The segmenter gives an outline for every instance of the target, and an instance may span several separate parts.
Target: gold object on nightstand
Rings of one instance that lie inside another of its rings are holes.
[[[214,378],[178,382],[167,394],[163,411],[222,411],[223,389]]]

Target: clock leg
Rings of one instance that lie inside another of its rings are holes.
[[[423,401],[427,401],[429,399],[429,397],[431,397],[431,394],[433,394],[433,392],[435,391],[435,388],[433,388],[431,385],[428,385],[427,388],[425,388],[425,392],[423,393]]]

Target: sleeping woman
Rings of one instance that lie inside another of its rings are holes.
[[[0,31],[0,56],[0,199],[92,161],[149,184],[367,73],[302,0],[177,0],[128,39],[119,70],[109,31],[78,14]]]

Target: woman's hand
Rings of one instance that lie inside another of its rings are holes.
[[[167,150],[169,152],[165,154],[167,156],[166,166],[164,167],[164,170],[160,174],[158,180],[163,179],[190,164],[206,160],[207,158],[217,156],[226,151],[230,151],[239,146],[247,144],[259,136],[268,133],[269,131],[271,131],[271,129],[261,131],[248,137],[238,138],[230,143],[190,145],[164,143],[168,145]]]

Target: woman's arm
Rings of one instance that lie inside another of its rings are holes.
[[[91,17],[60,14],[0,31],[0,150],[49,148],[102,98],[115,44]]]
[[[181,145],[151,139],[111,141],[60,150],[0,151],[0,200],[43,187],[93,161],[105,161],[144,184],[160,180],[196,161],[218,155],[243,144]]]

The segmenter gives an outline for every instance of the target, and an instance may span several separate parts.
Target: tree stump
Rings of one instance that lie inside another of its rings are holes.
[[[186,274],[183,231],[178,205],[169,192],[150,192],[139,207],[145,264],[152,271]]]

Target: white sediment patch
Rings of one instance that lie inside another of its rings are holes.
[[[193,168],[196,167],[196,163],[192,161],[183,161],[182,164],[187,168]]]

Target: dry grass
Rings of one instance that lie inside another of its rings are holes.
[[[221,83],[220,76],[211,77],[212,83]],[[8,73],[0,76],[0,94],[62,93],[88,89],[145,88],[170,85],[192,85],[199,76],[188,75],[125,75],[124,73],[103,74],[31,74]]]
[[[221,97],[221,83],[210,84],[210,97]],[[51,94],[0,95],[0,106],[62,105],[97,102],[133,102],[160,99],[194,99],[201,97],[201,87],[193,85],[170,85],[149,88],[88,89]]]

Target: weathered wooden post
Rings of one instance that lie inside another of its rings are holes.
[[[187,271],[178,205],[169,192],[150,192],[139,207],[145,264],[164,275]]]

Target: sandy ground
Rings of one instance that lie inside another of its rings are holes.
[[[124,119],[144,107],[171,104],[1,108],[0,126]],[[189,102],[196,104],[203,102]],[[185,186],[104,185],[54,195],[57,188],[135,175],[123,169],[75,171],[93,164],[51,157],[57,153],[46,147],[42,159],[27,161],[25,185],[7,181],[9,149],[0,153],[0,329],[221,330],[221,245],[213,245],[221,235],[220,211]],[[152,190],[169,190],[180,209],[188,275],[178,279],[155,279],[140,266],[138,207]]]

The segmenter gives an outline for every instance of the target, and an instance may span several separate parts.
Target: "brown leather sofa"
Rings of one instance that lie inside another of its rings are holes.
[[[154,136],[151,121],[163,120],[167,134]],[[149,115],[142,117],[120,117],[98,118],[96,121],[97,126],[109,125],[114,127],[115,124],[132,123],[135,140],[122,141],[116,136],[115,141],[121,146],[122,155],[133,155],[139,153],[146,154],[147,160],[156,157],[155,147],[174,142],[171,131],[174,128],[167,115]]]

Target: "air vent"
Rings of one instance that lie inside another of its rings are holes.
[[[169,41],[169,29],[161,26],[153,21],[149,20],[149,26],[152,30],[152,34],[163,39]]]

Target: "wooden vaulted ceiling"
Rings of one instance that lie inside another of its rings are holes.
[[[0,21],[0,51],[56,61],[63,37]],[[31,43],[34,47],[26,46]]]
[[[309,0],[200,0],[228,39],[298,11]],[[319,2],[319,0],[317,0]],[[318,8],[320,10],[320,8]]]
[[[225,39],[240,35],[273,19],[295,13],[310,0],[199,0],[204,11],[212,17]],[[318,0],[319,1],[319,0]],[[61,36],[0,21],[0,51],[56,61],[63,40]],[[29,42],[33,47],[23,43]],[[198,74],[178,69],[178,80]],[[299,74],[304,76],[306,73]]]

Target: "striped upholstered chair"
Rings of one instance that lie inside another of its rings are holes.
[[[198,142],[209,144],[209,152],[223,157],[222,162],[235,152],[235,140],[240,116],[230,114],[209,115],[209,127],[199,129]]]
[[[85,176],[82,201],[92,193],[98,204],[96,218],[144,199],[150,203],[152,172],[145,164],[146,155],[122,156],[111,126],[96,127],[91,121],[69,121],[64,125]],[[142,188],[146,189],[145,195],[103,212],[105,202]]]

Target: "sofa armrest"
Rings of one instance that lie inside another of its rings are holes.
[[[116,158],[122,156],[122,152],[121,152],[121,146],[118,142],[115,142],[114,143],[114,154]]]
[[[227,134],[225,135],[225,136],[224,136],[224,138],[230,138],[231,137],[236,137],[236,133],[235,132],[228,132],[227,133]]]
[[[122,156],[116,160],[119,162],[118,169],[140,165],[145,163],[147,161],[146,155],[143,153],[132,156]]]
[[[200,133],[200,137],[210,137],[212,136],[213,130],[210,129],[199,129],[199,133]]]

## WORK INSTRUCTIONS
Arrange every line of the entries above as a Markdown table with the columns Number and Content. Skip the blank lines.

## THE COMPLETED TASK
| Number | Content |
|---|---|
| 1 | The segmenter gives an outline for every instance of the target, and an instance may span several separate parts. |
| 2 | Target: gold object on nightstand |
| 3 | Rings of one instance that lie inside another of its rings are holes. |
| 4 | [[[214,378],[178,382],[167,394],[163,411],[222,411],[223,389]]] |
| 5 | Target: clock leg |
| 6 | Rings of one instance that lie inside another of its rings are holes. |
| 7 | [[[423,401],[427,401],[429,399],[429,397],[431,397],[431,394],[433,394],[433,392],[435,391],[435,388],[433,388],[431,385],[428,385],[427,388],[425,388],[425,392],[423,393]]] |
| 8 | Target: sleeping woman |
| 9 | Rings of one instance that lie inside another of its rings are holes. |
| 10 | [[[0,31],[0,56],[0,199],[92,161],[149,184],[367,73],[302,0],[177,0],[128,39],[119,70],[109,31],[78,14]]] |
| 11 | Target: woman's hand |
| 12 | Rings of one instance that lie inside another of its rings are holes. |
| 13 | [[[167,150],[169,152],[165,154],[167,156],[166,166],[164,167],[164,170],[160,174],[158,180],[163,179],[190,164],[206,160],[207,158],[217,156],[226,151],[230,151],[239,146],[247,144],[259,136],[268,133],[269,131],[271,131],[271,129],[261,131],[248,137],[238,138],[230,143],[190,145],[164,143],[168,145]]] |
| 14 | Target: woman's arm |
| 15 | Rings of one instance that lie inside another of its rings are holes. |
| 16 | [[[91,17],[60,14],[0,31],[0,150],[49,148],[102,98],[115,44]]] |
| 17 | [[[181,145],[151,139],[111,141],[60,150],[0,151],[0,200],[43,187],[93,161],[105,161],[144,184],[160,180],[196,161],[218,155],[243,144]]] |
| 18 | The segmenter gives an outline for every instance of the target, and an instance may span several separate parts. |
| 19 | Target: tree stump |
| 20 | Rings of one instance that lie inside another of its rings are holes. |
| 21 | [[[186,274],[183,231],[178,205],[169,192],[150,192],[139,207],[145,264],[152,271]]] |
| 22 | Target: white sediment patch |
| 23 | Rings of one instance that lie inside another of its rings are holes. |
| 24 | [[[193,168],[196,167],[196,163],[192,161],[183,161],[182,164],[187,168]]] |
| 25 | Target: dry grass |
| 26 | Rings of one instance that lie inside another of its rings are holes. |
| 27 | [[[221,83],[220,76],[211,77],[212,83]],[[8,73],[0,76],[0,94],[62,93],[88,89],[145,88],[170,85],[192,85],[199,76],[188,75],[125,75],[124,73],[103,74],[31,74]]] |
| 28 | [[[221,97],[221,83],[210,84],[210,97]],[[51,94],[0,95],[0,106],[62,105],[97,102],[133,102],[160,99],[194,99],[201,97],[201,87],[193,85],[170,85],[149,88],[88,89]]] |
| 29 | Target: weathered wooden post |
| 30 | Rings of one instance that lie inside another of its rings are holes. |
| 31 | [[[187,271],[178,205],[169,192],[150,192],[139,207],[145,264],[164,275]]] |
| 32 | Target: sandy ground |
| 33 | Rings of one instance that lie inside another of its rings are holes. |
| 34 | [[[124,119],[144,107],[171,104],[1,108],[0,126]],[[189,102],[196,104],[203,102]],[[185,186],[104,185],[54,195],[57,188],[135,175],[123,169],[75,171],[93,164],[51,157],[57,153],[46,147],[42,159],[27,161],[25,185],[7,181],[9,149],[0,153],[0,329],[221,330],[221,245],[213,245],[221,235],[220,211]],[[152,190],[169,190],[180,209],[188,275],[178,279],[155,279],[140,266],[138,207]]] |
| 35 | The segmenter gives an outline for every instance of the target, and an instance may span several separate parts. |
| 36 | Target: "brown leather sofa" |
| 37 | Rings of one instance that lie inside another of its rings are holes. |
| 38 | [[[154,136],[151,121],[163,120],[167,134]],[[149,115],[142,117],[120,117],[98,118],[96,121],[97,126],[109,125],[114,127],[115,124],[132,123],[135,140],[122,141],[116,136],[115,141],[121,146],[122,155],[133,155],[139,153],[146,154],[147,160],[156,157],[155,147],[174,142],[171,131],[174,128],[167,115]]] |
| 39 | Target: "air vent" |
| 40 | Rings of one instance that lie inside another of its rings are holes. |
| 41 | [[[169,41],[169,29],[161,26],[153,21],[149,20],[149,26],[152,30],[152,34],[163,39]]] |
| 42 | Target: "wooden vaulted ceiling" |
| 43 | Rings of one instance that lie inside another of its rings are holes. |
| 44 | [[[0,21],[0,51],[56,61],[63,37]],[[31,43],[34,47],[26,46]]] |
| 45 | [[[309,0],[200,0],[228,39],[298,11]],[[319,2],[319,0],[317,0]],[[318,8],[320,10],[320,8]]] |
| 46 | [[[225,39],[240,35],[273,19],[295,13],[310,0],[199,0],[204,11],[212,17]],[[318,0],[319,1],[319,0]],[[61,36],[0,21],[0,51],[56,61],[63,40]],[[29,42],[33,47],[23,43]],[[198,74],[178,69],[178,80]],[[299,74],[304,76],[306,73]]] |
| 47 | Target: "striped upholstered chair" |
| 48 | Rings of one instance that lie inside another of its rings are holes. |
| 49 | [[[198,142],[209,144],[209,152],[223,157],[222,162],[235,152],[235,140],[240,116],[230,114],[209,115],[209,127],[199,129]]] |
| 50 | [[[85,176],[82,201],[92,193],[98,204],[96,218],[144,199],[150,203],[152,172],[145,164],[146,155],[122,156],[111,126],[96,127],[91,121],[69,121],[64,125]],[[142,188],[146,189],[145,195],[103,212],[105,202]]] |
| 51 | Target: "sofa armrest" |
| 52 | Rings of one instance that lie inside another of its rings are holes. |
| 53 | [[[116,158],[122,156],[122,152],[121,152],[121,146],[118,142],[115,142],[114,143],[114,154]]] |
| 54 | [[[227,134],[225,135],[225,136],[224,136],[224,138],[230,138],[231,137],[236,137],[236,133],[235,132],[228,132],[227,133]]] |
| 55 | [[[122,156],[116,160],[119,162],[118,169],[140,165],[145,163],[147,161],[146,155],[143,153],[132,156]]] |
| 56 | [[[200,133],[200,137],[210,137],[212,136],[213,130],[210,129],[199,129],[199,133]]] |